▶ **YOUR TASK**: An exact repetition of the records is required. Leave nothing out.

▶ **SOURCE MATERIAL**:
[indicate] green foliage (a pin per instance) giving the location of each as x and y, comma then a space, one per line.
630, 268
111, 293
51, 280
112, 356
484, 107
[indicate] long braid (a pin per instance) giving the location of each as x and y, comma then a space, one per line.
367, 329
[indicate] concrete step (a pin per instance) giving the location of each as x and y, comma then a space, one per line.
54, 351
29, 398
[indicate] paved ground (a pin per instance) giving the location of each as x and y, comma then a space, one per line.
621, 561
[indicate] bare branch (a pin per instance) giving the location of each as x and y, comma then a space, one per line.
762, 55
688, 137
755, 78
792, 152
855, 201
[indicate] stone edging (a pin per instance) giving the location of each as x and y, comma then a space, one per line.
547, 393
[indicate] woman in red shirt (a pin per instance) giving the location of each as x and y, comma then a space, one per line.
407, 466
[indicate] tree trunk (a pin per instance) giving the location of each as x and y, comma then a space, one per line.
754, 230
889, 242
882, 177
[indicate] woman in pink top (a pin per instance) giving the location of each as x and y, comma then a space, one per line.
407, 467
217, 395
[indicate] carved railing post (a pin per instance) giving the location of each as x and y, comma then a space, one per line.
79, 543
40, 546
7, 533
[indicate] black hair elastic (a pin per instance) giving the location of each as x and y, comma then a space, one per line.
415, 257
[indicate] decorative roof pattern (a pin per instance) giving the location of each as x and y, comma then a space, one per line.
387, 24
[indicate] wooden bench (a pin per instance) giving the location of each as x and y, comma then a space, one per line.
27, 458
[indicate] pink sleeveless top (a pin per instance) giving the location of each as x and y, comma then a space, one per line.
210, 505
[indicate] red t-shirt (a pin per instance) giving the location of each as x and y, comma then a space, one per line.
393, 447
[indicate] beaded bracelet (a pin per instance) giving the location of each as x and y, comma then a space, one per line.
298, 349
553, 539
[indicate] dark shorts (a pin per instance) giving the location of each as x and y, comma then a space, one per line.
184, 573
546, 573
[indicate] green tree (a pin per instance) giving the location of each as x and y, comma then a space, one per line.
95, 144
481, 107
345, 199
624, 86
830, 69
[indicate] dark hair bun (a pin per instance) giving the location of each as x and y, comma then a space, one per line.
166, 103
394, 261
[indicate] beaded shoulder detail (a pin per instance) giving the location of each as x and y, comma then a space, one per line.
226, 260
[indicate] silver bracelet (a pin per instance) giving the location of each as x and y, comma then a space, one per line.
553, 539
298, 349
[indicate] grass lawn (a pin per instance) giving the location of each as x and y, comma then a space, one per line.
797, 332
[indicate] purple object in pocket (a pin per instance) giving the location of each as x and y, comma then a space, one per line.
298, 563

▶ **EXERCISE SOLUTION**:
[indicate] green foliage (a pin per instance) giving the location of each as x and y, comma then a space, one per line.
630, 268
111, 293
51, 280
112, 356
484, 107
[indicate] long braid (a pin per instance) giving the location of each as x and y, comma then a space, one per line.
367, 329
[indicate] concrete step (a pin per instance) giving the location of each as x and y, comma then a space, one per line.
54, 351
29, 398
[indicate] paved ground (a pin per instance) giving the location of each as x and y, comma then a space, one per line.
621, 561
[indicate] bare branch (a pin per instance) giving the location of each as x and y, comma then a space, one per line.
762, 55
688, 137
755, 78
792, 152
855, 201
[indicate] stone edging (a pin per instance) giving the location of each as x and y, comma then a space, one per line.
547, 393
[indicate] woman in red shirt (a pin per instance) giving the location of each as x and y, comma then a space, one per line.
407, 466
[indicate] tree trunk (a pin per instance) giving the location of each as x and y, comma then a space, one per line.
754, 230
889, 242
882, 177
[indicate] woman in pink top (a pin per instance) giving the location of each as x and y, comma then a space, one per line.
407, 467
217, 395
[indicate] carved railing post (a pin per instance) giving the location of each as x and y, comma then a space, one per line.
79, 543
40, 546
7, 533
[indicate] black hair elastic (a pin per instance) giving the location of each as x and y, comma then a space, one per line.
415, 257
[indicate] decorative roof pattern (a pin per instance) giving the location of each as x and y, comma then a space, one per line.
387, 24
[indicate] wooden bench (a pin per instance) giving the location of each as x and y, comma then a space, one per line.
27, 458
[indicate] pink sleeveless top (a pin per instance) giving the location of each as x and y, comma then a space, one per line.
210, 505
[indicate] red t-shirt (a pin per instance) giving the location of each as x and y, comma then a space, one per line.
393, 447
[indicate] beaded bracelet (a pin per instance) giving the location of each as x and y, comma then a space, one per line.
298, 349
553, 539
[indicate] dark shorts (a pin per instance) giving the location of each as x and y, comma then a space, one per line.
184, 573
546, 573
[indicate] green tree (a pin per instance) giving the location of each as x and y, comma then a space, one per line.
95, 144
481, 107
345, 199
624, 86
830, 69
[indicate] dark hair bun (a pin per instance) giving the location of each as x and y, comma then a space, one per line.
166, 103
394, 261
[indicate] beaded shoulder detail (a pin per instance) giving the location of each as x and y, comma then a space, one per line.
226, 260
[indicate] silver bracelet (a pin per instance) giving the location of each as x and y, comma then a space, one per line.
553, 539
298, 349
[indicate] grass lawn (a pin per instance) giving the location of each as x and y, comma then a space, one per line.
797, 332
[indicate] purple object in pocket (a pin per instance) giving the location of each as x and y, comma then a space, one per line.
298, 563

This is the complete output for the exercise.